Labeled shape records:
--
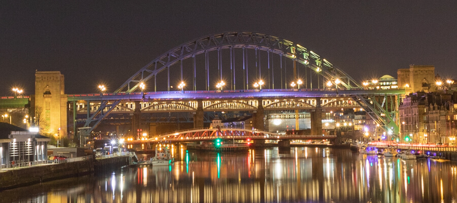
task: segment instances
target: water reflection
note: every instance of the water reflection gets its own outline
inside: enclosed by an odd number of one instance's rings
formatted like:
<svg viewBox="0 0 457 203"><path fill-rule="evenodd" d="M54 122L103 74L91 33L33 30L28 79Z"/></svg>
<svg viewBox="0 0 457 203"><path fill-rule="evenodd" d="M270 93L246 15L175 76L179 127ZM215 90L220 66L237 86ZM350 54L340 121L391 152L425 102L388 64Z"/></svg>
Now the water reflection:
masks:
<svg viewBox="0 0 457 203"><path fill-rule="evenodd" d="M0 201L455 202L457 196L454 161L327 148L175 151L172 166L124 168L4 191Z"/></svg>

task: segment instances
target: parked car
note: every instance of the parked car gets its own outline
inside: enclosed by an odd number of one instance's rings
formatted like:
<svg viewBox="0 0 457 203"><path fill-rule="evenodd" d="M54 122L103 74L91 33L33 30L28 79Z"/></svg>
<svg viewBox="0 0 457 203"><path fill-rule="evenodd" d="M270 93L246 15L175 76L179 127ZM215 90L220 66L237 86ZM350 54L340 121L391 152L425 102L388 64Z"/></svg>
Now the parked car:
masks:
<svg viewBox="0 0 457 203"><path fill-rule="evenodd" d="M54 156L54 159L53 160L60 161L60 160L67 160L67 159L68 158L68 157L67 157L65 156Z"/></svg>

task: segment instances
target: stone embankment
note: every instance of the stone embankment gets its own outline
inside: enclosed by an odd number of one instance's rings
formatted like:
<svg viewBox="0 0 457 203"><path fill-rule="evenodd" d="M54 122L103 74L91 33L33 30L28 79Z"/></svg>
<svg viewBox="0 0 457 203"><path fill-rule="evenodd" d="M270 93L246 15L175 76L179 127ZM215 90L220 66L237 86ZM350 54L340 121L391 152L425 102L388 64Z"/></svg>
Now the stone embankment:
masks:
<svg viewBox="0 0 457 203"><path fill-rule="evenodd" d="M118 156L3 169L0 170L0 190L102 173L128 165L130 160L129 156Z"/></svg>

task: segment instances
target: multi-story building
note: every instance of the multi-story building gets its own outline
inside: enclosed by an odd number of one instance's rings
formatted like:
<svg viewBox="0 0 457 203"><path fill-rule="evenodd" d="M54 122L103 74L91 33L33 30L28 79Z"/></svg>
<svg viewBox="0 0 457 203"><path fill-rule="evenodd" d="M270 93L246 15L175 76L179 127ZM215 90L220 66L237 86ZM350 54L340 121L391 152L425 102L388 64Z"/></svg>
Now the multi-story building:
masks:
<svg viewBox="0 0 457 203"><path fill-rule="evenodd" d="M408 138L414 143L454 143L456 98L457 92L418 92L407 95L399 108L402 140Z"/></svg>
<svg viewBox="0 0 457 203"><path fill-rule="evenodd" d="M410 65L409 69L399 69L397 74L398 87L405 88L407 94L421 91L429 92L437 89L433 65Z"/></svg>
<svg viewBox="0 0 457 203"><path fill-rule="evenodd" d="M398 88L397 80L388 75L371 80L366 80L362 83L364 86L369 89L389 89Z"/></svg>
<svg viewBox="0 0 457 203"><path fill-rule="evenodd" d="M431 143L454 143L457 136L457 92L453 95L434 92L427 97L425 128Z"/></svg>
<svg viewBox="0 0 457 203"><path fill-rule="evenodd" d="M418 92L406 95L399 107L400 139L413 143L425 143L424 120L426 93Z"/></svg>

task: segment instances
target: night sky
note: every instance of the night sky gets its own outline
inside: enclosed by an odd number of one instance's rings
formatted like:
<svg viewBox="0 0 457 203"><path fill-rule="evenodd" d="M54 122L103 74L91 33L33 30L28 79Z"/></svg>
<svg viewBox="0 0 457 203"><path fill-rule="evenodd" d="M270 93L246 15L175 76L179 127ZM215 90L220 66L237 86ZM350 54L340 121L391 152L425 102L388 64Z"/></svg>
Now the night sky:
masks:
--
Turn the material into a numbered list with no blank lines, leaving out the pictures.

1. task: segment instances
2. target: water reflection
3. note: every instance of the water reflection gets its own outline
4. inside: enclosed by an odd number of one instance's rings
5. formatted like:
6. <svg viewBox="0 0 457 203"><path fill-rule="evenodd" d="M54 122L103 74L91 33L33 30L28 79Z"/></svg>
7. <svg viewBox="0 0 457 203"><path fill-rule="evenodd" d="M270 93L246 15L175 76L179 127ZM215 90L220 66L237 86ZM350 54L340 121L391 152L425 102L388 64Z"/></svg>
8. Now the water reflection:
9. masks:
10. <svg viewBox="0 0 457 203"><path fill-rule="evenodd" d="M0 201L455 202L457 196L454 161L327 148L175 151L172 166L124 168L4 191Z"/></svg>
11. task: segment instances
12. target: parked car
13. note: every instance of the parked car gets its own outline
14. inside: enclosed by an odd number of one instance's rings
15. formatted like:
16. <svg viewBox="0 0 457 203"><path fill-rule="evenodd" d="M54 122L103 74L91 33L33 30L28 79Z"/></svg>
17. <svg viewBox="0 0 457 203"><path fill-rule="evenodd" d="M270 93L246 15L175 76L179 127ZM215 90L220 66L237 86ZM350 54L340 121L391 152L425 102L388 64Z"/></svg>
18. Now the parked car:
19. masks:
20. <svg viewBox="0 0 457 203"><path fill-rule="evenodd" d="M54 156L54 159L53 160L60 161L60 160L67 160L67 159L68 158L68 157L67 157L65 156Z"/></svg>
21. task: segment instances
22. target: stone embankment
23. note: every instance of the stone embankment gets its own outline
24. inside: enclosed by an odd number of one instance's rings
25. formatted like:
26. <svg viewBox="0 0 457 203"><path fill-rule="evenodd" d="M54 122L103 74L91 33L33 30L28 79Z"/></svg>
27. <svg viewBox="0 0 457 203"><path fill-rule="evenodd" d="M270 93L246 15L175 76L179 127ZM215 90L220 66L237 86ZM350 54L340 121L391 152L425 102L388 64Z"/></svg>
28. Now the stone embankment:
29. masks:
30. <svg viewBox="0 0 457 203"><path fill-rule="evenodd" d="M118 156L3 169L0 170L0 190L102 173L128 165L130 160L129 156Z"/></svg>
31. task: segment instances
32. target: multi-story building
33. note: every instance of the multi-story building gets its own outline
34. inside: enclosed by an odd number of one instance's rings
35. formatted like:
36. <svg viewBox="0 0 457 203"><path fill-rule="evenodd" d="M54 122L103 74L91 33L33 30L28 79Z"/></svg>
37. <svg viewBox="0 0 457 203"><path fill-rule="evenodd" d="M270 93L246 15L175 76L179 127ZM215 90L220 66L237 86ZM350 54L340 121L391 152L425 102L388 64Z"/></svg>
38. Now the multi-story building:
39. masks:
40. <svg viewBox="0 0 457 203"><path fill-rule="evenodd" d="M408 138L414 143L454 143L456 98L457 92L418 92L407 95L399 108L402 140Z"/></svg>
41. <svg viewBox="0 0 457 203"><path fill-rule="evenodd" d="M410 65L409 69L399 69L397 74L398 87L405 88L407 94L421 91L429 92L437 89L433 65Z"/></svg>
42. <svg viewBox="0 0 457 203"><path fill-rule="evenodd" d="M398 88L397 80L388 75L371 80L366 80L362 83L364 86L369 89L389 89Z"/></svg>
43. <svg viewBox="0 0 457 203"><path fill-rule="evenodd" d="M431 143L454 143L457 136L457 92L453 95L434 92L427 97L425 128Z"/></svg>
44. <svg viewBox="0 0 457 203"><path fill-rule="evenodd" d="M418 92L406 95L399 107L400 139L413 143L425 143L424 120L426 93Z"/></svg>
45. task: segment instances
46. target: night sky
47. note: every instance of the night sky gets its own outline
48. inside: enclosed by an odd number of one instance's rings
49. formatted like:
50. <svg viewBox="0 0 457 203"><path fill-rule="evenodd" d="M54 122L103 74L91 33L33 30L28 79Z"/></svg>
51. <svg viewBox="0 0 457 203"><path fill-rule="evenodd" d="M270 93L246 15L175 76L179 127ZM215 90L220 66L237 86ZM350 54L340 121L391 152L425 102L388 64Z"/></svg>
52. Now the night sky:
53. masks:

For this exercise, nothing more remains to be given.